Task prompt: From the entries below, return only the lines starting at the one that contains "Annotate every instance of the seated man's hand" and ending at the one that contains "Annotate every instance of the sea water", exactly as they stand.
----------------
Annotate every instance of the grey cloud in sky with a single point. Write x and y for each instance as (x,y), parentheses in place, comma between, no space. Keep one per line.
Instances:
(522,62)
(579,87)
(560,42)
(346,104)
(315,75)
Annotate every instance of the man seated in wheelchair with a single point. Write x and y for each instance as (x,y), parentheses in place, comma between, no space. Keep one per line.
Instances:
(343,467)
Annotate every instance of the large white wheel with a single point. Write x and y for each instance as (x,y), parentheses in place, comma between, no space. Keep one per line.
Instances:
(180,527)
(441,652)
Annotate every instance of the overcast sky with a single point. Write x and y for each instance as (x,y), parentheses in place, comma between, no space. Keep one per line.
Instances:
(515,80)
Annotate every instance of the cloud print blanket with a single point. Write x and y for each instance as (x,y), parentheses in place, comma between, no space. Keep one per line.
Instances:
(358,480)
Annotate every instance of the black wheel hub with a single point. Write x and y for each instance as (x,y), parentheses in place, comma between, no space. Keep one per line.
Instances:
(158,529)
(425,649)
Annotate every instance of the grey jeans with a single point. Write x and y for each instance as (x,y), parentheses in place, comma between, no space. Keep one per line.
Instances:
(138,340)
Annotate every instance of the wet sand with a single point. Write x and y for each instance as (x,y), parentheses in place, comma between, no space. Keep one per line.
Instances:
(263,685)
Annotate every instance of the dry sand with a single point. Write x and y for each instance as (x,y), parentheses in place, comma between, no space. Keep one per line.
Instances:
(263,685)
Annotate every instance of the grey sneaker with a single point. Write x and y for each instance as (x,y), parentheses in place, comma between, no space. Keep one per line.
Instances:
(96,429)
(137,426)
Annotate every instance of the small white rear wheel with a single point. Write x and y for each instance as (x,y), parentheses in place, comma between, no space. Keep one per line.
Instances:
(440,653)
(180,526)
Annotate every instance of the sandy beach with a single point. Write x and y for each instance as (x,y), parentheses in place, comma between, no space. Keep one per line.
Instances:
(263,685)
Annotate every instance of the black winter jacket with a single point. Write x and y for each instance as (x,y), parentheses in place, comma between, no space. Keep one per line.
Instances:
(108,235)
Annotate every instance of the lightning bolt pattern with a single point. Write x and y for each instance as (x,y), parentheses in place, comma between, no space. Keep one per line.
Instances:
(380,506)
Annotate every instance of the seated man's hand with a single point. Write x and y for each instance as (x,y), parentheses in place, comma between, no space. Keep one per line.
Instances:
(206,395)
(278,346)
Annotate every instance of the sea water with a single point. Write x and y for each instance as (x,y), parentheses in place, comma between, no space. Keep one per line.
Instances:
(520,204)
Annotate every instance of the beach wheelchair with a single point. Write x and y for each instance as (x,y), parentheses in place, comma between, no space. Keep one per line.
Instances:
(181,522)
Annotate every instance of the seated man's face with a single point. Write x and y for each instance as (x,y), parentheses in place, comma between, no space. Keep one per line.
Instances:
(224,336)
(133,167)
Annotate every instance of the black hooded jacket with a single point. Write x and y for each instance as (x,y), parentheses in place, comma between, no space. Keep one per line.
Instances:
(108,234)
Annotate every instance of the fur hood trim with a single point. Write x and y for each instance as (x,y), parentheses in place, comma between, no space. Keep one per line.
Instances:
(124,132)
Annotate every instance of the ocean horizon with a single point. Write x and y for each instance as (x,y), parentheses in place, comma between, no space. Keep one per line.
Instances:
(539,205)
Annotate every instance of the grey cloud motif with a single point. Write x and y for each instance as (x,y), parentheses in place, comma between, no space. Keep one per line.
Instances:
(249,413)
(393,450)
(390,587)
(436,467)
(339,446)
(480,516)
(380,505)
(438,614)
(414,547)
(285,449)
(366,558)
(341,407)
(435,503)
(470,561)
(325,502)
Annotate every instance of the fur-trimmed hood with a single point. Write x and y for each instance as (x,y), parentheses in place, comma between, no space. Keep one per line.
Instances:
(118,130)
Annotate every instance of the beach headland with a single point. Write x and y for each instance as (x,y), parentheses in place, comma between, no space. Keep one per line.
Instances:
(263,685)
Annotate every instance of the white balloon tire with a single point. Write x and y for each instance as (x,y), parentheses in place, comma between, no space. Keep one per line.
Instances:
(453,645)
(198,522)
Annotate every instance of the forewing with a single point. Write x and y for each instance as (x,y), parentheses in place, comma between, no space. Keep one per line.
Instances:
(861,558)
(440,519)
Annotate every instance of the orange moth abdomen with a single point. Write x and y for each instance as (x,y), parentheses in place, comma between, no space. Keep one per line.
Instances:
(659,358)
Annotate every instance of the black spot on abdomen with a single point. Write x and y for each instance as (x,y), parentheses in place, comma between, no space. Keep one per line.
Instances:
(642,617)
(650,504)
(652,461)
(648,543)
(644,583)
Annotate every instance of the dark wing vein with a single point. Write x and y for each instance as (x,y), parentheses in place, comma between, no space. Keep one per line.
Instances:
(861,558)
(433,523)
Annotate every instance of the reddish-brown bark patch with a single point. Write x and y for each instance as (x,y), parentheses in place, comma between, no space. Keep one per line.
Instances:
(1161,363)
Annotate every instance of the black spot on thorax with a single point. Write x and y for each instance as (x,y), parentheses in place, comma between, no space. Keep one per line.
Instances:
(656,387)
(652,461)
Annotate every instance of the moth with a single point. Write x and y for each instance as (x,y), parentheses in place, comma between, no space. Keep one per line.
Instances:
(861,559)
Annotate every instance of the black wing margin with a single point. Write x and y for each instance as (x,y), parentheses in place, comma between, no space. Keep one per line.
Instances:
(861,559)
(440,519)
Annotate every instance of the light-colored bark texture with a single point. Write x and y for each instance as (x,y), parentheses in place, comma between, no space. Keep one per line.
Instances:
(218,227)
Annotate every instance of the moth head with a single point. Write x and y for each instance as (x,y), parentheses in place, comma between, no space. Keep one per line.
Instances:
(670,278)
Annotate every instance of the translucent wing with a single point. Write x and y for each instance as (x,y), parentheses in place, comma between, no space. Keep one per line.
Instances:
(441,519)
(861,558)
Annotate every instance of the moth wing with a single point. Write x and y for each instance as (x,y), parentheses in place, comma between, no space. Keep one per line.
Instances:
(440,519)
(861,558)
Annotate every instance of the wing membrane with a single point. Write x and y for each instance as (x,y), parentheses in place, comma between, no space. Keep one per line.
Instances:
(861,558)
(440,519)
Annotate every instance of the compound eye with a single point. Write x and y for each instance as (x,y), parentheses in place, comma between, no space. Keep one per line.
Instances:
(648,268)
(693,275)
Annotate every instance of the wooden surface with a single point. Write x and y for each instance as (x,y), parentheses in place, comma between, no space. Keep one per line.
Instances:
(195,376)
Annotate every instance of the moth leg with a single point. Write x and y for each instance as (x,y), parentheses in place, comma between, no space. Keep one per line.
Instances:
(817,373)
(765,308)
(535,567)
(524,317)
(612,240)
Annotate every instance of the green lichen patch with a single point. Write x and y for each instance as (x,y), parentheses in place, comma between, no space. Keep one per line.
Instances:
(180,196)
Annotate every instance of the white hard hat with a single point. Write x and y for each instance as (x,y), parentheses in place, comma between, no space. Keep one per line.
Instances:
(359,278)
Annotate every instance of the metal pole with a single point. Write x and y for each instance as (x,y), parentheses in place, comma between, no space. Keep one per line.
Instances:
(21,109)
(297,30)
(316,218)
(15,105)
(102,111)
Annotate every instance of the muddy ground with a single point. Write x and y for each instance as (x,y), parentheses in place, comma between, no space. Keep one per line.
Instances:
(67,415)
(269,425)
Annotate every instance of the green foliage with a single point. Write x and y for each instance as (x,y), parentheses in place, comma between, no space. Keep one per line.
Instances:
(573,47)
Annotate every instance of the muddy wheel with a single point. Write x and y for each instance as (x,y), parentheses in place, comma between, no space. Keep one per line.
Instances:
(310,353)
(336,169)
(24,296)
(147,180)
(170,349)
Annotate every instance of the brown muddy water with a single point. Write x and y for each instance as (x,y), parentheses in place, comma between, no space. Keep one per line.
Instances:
----------------
Exercise result:
Annotate every instance of the seated man's hand with a single point. Write x and y for each instance as (x,y), parentheses in place, comma between, no space. Keep one per line.
Instances:
(206,395)
(278,346)
Annotate every instance of the sea water with a single point. Write x and y for each instance as (x,y), parentheses in place, comma between, no space. Keep one per line.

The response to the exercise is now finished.